## What to do:
Set down the entries once more, exactly as given.

(Data begins)

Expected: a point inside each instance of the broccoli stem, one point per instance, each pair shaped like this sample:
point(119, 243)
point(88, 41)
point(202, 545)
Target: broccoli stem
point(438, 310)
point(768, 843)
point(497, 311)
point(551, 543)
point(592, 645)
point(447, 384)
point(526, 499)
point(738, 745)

(Data ends)

## Answer to this exercise:
Expected: a point inside each instance of the broccoli stem, one point per instance, each pair shaped like this sample:
point(119, 243)
point(88, 41)
point(202, 545)
Target: broccoli stem
point(438, 310)
point(768, 843)
point(497, 311)
point(551, 543)
point(592, 645)
point(447, 384)
point(526, 499)
point(738, 745)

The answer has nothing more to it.